• _TASK DESCRIPTION_: Rewrite the lines below as a numbered list, starting at the line with "blue jacket in" and ending at the line with "[(107, 333)]", both included, and leaving out any blank lines.
::: THE INPUT :::
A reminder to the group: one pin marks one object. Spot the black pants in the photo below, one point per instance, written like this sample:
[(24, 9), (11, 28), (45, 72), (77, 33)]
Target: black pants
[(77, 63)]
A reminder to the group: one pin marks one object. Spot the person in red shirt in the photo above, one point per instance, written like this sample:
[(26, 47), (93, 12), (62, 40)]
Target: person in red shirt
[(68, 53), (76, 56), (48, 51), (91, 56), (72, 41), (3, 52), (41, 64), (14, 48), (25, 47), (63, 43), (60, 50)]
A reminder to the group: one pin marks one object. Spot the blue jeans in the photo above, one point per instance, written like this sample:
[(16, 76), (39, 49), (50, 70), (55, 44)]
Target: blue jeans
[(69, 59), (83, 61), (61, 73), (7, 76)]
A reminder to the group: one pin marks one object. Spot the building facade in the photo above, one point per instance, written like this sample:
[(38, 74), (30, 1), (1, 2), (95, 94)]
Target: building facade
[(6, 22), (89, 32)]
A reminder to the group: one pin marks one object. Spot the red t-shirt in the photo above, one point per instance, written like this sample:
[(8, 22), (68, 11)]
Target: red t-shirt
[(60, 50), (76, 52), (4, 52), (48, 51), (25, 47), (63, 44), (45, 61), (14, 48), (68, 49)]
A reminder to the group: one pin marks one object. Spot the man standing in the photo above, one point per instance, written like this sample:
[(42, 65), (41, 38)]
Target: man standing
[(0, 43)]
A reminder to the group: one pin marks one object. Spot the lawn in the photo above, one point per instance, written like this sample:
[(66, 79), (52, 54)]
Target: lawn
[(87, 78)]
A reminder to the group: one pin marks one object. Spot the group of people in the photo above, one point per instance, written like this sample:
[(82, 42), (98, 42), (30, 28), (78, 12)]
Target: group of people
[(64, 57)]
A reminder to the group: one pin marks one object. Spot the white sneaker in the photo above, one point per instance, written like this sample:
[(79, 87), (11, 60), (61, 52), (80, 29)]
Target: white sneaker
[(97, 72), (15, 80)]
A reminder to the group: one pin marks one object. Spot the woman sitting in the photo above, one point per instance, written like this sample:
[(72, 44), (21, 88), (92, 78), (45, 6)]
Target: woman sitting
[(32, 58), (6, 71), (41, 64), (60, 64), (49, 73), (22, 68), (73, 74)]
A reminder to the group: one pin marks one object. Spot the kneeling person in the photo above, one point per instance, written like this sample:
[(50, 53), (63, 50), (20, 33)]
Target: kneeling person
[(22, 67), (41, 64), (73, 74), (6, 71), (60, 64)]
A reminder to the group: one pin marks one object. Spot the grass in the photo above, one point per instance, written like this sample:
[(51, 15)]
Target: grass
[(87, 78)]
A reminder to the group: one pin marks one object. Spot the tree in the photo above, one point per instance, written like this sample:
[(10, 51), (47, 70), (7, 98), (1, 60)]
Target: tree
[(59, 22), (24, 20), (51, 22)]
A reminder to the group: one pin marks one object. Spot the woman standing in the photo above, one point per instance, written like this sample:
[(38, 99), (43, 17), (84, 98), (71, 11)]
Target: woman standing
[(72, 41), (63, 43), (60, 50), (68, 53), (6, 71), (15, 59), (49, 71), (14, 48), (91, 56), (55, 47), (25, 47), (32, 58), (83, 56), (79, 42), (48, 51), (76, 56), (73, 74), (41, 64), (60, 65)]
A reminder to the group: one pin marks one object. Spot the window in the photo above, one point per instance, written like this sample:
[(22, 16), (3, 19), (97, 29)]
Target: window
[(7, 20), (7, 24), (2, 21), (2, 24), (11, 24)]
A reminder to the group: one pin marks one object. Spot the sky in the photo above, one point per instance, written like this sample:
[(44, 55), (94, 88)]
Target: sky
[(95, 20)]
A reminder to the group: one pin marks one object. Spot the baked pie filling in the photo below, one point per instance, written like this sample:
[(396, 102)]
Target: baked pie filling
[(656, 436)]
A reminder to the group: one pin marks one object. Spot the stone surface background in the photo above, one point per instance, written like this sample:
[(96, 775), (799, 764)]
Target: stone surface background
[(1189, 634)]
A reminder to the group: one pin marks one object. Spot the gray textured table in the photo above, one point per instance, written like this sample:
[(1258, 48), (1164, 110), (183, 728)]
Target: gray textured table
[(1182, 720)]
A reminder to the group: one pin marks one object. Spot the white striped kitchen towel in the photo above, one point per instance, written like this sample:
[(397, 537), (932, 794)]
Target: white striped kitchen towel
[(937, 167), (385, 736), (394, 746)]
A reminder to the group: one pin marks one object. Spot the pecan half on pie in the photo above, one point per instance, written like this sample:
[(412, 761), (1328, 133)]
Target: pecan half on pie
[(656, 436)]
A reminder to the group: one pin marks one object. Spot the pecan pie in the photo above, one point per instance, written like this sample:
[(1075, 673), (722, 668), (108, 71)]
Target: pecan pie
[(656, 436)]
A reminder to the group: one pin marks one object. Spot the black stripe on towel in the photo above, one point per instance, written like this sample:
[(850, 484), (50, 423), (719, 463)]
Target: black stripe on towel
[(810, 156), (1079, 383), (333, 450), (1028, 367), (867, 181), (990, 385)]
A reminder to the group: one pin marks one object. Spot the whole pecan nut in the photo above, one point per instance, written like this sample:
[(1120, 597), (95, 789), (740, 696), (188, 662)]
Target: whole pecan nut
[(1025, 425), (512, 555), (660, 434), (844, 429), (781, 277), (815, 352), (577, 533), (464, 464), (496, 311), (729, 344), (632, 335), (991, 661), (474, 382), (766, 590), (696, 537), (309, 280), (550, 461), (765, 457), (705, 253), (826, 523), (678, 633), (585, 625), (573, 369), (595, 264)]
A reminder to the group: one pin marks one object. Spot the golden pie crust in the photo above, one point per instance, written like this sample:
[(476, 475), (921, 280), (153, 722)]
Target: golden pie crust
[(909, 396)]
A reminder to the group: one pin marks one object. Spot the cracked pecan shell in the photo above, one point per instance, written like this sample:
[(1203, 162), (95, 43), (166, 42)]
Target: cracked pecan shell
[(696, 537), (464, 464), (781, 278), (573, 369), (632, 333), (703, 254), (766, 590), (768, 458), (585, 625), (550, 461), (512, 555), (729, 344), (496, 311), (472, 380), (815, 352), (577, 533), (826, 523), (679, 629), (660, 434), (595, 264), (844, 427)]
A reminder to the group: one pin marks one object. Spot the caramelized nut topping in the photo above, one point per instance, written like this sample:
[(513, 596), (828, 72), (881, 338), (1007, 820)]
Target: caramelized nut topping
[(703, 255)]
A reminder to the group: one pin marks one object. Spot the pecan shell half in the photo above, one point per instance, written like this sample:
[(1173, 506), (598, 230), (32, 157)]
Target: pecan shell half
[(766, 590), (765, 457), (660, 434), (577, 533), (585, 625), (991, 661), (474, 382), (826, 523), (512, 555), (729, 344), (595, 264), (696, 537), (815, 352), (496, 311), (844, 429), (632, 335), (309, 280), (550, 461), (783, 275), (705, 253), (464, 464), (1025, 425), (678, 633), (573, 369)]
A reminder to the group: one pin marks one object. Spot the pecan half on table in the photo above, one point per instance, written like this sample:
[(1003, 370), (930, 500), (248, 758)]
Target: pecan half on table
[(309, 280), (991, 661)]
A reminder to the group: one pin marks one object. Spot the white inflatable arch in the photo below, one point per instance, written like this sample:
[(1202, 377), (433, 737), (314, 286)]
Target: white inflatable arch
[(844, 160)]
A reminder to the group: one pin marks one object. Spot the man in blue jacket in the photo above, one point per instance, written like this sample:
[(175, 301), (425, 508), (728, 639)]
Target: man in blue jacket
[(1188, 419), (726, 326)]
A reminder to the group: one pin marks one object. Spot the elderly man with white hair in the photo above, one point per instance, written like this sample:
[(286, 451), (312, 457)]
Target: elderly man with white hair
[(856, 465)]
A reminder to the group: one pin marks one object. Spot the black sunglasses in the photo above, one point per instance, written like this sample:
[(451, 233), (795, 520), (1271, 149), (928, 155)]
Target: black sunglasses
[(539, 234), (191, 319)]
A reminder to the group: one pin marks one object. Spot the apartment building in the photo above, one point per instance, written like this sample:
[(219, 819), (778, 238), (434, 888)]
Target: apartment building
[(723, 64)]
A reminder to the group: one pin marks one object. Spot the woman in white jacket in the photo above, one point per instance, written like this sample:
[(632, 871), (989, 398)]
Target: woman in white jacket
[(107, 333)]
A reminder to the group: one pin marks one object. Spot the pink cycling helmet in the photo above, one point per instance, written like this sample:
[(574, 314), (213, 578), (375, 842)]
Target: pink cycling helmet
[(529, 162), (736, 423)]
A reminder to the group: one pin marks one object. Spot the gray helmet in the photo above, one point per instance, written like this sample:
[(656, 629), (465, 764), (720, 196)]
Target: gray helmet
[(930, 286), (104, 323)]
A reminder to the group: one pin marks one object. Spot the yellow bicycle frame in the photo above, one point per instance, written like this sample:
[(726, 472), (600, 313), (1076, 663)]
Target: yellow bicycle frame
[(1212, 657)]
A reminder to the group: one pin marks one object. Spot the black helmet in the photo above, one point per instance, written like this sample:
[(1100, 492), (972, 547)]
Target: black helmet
:::
• _WRITTEN REPLY_:
1. A reminder to the group: one pin marks one object. Spot the man in blue jacket in the photo above, one point per instance, written like this sample:
2. [(175, 301), (425, 508), (728, 639)]
3. Target: man in blue jacket
4. [(1188, 419), (726, 326)]
5. A reminder to the group: one pin marks one object. Spot the elderly man with white hair in the photo above, one point per instance, written like this sample:
6. [(286, 451), (312, 457)]
7. Target: elderly man with white hair
8. [(856, 465)]
9. A reminder to the group: one pin marks one object. Spot the black sunglasses in the photo above, one point per instance, written like this sample:
10. [(451, 233), (795, 520), (1271, 149), (928, 155)]
11. Target: black sunglasses
12. [(539, 234), (191, 319)]
13. A reminder to the group: one pin marks one object. Spot the apartment building in the photo above, one point per instance, written like this sample:
14. [(219, 819), (778, 238), (434, 888)]
15. Target: apartment building
16. [(723, 64)]
17. A reminder to the group: one pin marks one object. Spot the woman in white jacket in the photo above, one point per instance, written like this sample:
18. [(632, 871), (989, 398)]
19. Target: woman in white jacket
20. [(107, 333)]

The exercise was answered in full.